WRITTEN PROBLEM 1: In the LiBCM hardware update below, write out the stretch from "So RevC hardware" through "I make things." again, switching "RevC" to "RevD".

TEXT EXTRACT:
┌──

Still need to add numerous sanity checks to prevent over-discharging, but the happy path works. I'll probably have this pulled into main branch tonight or tomorrow afternoon.
Right now it only works when the grid charger is plugged in. It will probably stay that way for a while.
I've also figured out how to turn LiBCM on when the IMA switch is first turned on... that's a hardware change, though, so the beta PCBs won't ever get that feature. The nuance here is that LiBCM needs to be able to turn itself off - and stay completely off - so that the pack isn't over-discharged if the car sits at an airport for six months.
A few days ago I made a comment about how LiBCM was pulling more power than I had previously measured. Now I know why:
When I characterized LiBCM, I didn't have the grid charger plugged in. It turns out the grid charger consumes 252 mW whenever HVDC is connected to its output terminals. This is 10.5x more power than LiBCM itself pulls after it has turned itself off.
So RevC hardware will get... a switch that disconnects grid charger's DCDC output whenever it's not actively charging. This will probably be an opto-isolated high side FET, but TBD... it's possible I can drive the FET directly using the mains input, in which case no isolation is required... however that opens another can of worms. We'll see what happens when I get around to RevC schematic. Update: ...[will get] an inline blocking diode... because that's exactly what diodes do. Man, sometimes I surprise myself with how complicated I make things.
Fixing this issue will increase LiBCM's keyOff standby time (i.e. sitting in an airport parking lot) from 100 days to 35 months.
...and now I've convinced myself to design out the LTC6820 IC, which handles the SPI to proprietary isoSPI link. I don't want to do this, but given that these chips are impossible to find right now, I've decided it will be a fun distraction from the main project. Honestly it's not that complicated... just need two window comparators to decode the differential response, two half bridge drivers to create pulses, and a super small microcontroller acting as an SPI slave to glue it all together. How hard can it be? (Famous last words).
I'm going to spend a few hours designing a circuit, and then if I can get pulses shaped like what isoSPI expects, I'll commit to it. If wave-shaping proves difficult, it's possible I can add an additional LTC6804 to the PCB and only use the SPI<->isoSPI functionality, but that'll add $20/PCB. Plus, I'm not certain the LTC6804 will work without powering its cell inputs (TBD).
Alright, well got it all drawn out on paper... replacing the LTC6820 requires the following parts:
-Attiny404 (or similar 12-pin uC with SPI)

└──

WRITTEN PROBLEM 2: Repeat word for word the stretch of rows below from the line containing "of the grassland" through the end of the rows.

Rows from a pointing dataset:
┌──

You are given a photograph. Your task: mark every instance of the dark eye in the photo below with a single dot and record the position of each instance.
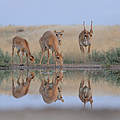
(57, 76)
(57, 57)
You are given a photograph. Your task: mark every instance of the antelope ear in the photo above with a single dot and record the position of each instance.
(55, 31)
(61, 52)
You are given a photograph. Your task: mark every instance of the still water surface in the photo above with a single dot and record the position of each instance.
(21, 89)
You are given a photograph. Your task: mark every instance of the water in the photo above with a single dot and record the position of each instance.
(58, 89)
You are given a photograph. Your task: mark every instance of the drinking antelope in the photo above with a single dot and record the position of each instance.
(50, 91)
(23, 47)
(49, 41)
(59, 36)
(85, 38)
(22, 87)
(85, 93)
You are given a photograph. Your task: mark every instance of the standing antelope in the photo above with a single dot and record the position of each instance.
(51, 92)
(23, 87)
(23, 47)
(85, 38)
(85, 93)
(59, 36)
(49, 41)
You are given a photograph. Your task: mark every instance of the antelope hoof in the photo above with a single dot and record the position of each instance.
(21, 65)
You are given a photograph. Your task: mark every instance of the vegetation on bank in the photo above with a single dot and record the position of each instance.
(111, 57)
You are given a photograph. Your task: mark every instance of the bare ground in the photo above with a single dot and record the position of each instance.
(60, 114)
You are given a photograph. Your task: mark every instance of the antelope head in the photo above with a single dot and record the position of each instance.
(87, 36)
(59, 36)
(32, 59)
(59, 58)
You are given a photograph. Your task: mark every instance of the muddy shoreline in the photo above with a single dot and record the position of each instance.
(64, 67)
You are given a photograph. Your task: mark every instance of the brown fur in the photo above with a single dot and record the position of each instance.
(59, 35)
(85, 39)
(85, 93)
(22, 46)
(22, 88)
(51, 92)
(48, 42)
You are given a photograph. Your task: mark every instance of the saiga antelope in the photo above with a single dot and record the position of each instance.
(59, 35)
(23, 47)
(85, 38)
(85, 93)
(50, 91)
(22, 87)
(49, 41)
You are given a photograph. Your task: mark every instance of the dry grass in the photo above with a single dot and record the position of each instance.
(105, 38)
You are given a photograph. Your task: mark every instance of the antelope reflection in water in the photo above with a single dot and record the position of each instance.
(51, 91)
(21, 89)
(85, 93)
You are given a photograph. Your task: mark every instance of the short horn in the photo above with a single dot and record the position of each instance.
(84, 25)
(91, 29)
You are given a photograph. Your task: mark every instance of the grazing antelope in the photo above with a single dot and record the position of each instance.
(59, 36)
(85, 38)
(23, 47)
(85, 93)
(49, 41)
(22, 88)
(51, 92)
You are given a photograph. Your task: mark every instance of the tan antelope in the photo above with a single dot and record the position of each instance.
(22, 87)
(49, 41)
(23, 47)
(85, 38)
(85, 93)
(50, 91)
(59, 35)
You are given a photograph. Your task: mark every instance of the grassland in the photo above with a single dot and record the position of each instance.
(105, 38)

└──

FINAL ANSWER 1:
So RevD hardware will get... a switch that disconnects grid charger's DCDC output whenever it's not actively charging. This will probably be an opto-isolated high side FET, but TBD... it's possible I can drive the FET directly using the mains input, in which case no isolation is required... however that opens another can of worms. We'll see what happens when I get around to RevD schematic. Update: ...[will get] an inline blocking diode... because that's exactly what diodes do. Man, sometimes I surprise myself with how complicated I make things.

FINAL ANSWER 2:
You are given a photograph. Your task: mark every instance of the grassland in the photo above with a single dot and record the position of each instance.
(105, 38)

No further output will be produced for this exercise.